§ DIRECTIONS FOR THIS TASK: As the answer, set down the lines below from the one containing "Annotation guideline: for every instance of the fallen" through the one containing "Annotation guideline: for every instance of the red", exactly and inclusively, and no others.

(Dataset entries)
----------

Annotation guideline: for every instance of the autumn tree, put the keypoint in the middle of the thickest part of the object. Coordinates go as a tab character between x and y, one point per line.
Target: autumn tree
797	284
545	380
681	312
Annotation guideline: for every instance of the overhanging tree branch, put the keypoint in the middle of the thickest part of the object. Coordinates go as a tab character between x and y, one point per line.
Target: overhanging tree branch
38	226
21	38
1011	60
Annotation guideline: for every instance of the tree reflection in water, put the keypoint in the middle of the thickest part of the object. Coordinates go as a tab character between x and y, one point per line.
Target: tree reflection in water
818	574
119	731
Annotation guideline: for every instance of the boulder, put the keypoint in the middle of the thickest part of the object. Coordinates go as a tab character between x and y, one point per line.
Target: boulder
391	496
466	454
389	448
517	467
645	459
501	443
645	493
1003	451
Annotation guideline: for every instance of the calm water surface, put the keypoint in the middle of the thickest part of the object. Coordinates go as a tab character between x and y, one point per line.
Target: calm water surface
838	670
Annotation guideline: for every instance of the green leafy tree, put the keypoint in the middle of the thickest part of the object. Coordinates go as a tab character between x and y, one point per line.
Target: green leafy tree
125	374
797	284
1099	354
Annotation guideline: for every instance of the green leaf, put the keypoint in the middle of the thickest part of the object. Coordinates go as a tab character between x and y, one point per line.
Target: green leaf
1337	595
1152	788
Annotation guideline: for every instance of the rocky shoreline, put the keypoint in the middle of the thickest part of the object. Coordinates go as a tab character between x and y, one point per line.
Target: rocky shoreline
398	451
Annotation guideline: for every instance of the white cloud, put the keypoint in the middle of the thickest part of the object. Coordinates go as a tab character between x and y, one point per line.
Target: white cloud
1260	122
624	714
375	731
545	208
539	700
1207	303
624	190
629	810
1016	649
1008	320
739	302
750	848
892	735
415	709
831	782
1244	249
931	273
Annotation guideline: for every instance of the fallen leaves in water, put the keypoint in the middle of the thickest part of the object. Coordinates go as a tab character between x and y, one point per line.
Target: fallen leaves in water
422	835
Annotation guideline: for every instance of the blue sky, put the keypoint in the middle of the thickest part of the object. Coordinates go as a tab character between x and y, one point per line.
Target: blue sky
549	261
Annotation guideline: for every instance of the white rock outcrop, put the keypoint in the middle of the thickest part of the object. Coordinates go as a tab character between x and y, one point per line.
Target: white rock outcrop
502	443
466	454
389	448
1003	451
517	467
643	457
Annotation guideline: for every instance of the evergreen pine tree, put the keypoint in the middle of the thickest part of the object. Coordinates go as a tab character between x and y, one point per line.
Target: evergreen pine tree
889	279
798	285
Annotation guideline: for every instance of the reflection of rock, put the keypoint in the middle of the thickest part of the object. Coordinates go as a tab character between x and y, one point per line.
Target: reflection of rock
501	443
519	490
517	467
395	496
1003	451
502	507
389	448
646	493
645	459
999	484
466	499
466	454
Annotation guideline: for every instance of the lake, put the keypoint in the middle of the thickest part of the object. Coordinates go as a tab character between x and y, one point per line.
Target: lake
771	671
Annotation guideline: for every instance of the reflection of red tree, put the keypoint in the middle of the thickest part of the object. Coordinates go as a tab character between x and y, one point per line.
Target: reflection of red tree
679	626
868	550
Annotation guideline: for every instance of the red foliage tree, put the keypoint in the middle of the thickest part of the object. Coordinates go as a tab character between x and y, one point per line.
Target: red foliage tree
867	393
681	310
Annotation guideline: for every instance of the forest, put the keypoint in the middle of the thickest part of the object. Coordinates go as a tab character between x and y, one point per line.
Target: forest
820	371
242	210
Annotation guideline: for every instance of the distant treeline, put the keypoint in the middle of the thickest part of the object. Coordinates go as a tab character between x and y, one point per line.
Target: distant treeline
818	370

----------

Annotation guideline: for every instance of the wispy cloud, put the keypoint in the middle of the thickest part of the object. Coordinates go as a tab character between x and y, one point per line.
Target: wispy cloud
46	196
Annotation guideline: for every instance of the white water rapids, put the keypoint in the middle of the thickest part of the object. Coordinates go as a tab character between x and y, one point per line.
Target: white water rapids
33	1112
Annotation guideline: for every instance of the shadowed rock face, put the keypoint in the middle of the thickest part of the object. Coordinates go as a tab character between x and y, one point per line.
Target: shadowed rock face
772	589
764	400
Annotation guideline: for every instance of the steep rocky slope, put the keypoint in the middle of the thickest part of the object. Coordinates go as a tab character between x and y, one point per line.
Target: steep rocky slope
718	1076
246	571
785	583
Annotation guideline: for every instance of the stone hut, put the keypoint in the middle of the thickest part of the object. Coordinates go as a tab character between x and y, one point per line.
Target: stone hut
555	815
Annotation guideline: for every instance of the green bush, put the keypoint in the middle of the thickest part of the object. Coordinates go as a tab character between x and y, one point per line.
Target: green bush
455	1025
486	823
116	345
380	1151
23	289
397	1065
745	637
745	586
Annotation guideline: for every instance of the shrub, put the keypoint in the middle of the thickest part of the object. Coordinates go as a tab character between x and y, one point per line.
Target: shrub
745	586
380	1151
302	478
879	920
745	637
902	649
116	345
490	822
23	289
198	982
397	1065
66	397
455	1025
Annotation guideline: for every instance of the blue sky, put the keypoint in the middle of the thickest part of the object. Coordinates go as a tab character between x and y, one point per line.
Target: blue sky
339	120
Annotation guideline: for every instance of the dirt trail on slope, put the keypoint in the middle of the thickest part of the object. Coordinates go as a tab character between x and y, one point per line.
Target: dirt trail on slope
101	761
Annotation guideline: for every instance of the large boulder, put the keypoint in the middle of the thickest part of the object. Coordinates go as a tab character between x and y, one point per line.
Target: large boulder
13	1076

----------

§ EXERCISE SOLUTION:
Annotation guideline: for every instance of the fallen leaves in water, put the keypoint in the middle of the thickest part of the object. Coordinates go as a tab character between x and y, one point per line.
Target: fallen leaves in water
422	835
Annotation guideline: for every instance of the blue sky, put the keypoint in the middle of the thickest part of the object. Coordinates go as a tab character between x and y, one point per line.
Target: blue sky
549	261
Annotation guideline: for every instance of the white rock outcrop, put the keypoint in the middle of the thickest part of the object. Coordinates go as a tab character between x and y, one point per line.
Target: white rock outcrop
502	443
466	454
389	448
1003	451
517	467
643	457
Annotation guideline: for every instance of the evergreen pine tree, put the keypoint in the middle of the thickest part of the object. Coordinates go as a tab character between x and y, one point per line.
Target: evergreen pine tree
889	279
798	285
Annotation guideline: for every instance of the reflection of rock, put the keypoint in the middle of the thickest part of the object. Coordinates go as a tab character between x and y, one point per line.
Target: reflection of rock
501	443
519	490
517	467
395	496
1003	451
502	507
389	448
646	493
645	459
999	484
466	499
466	454
Annotation guideline: for every instance of the lake, put the keypoint in the middle of the thickest part of the object. Coordinates go as a tab character between x and y, one point per line.
Target: lake
771	671
Annotation guideline: for every instance of the reflection of red tree, put the keypoint in the middle of the thickest part of the object. Coordinates go as a tab character between x and y, one point per line.
Target: reflection of red tree
679	626
868	550
Annotation guideline: for every instance of the red foliage tree, put the keypoint in the middle of the thickest part of the object. Coordinates go as a tab character between x and y, one point per line.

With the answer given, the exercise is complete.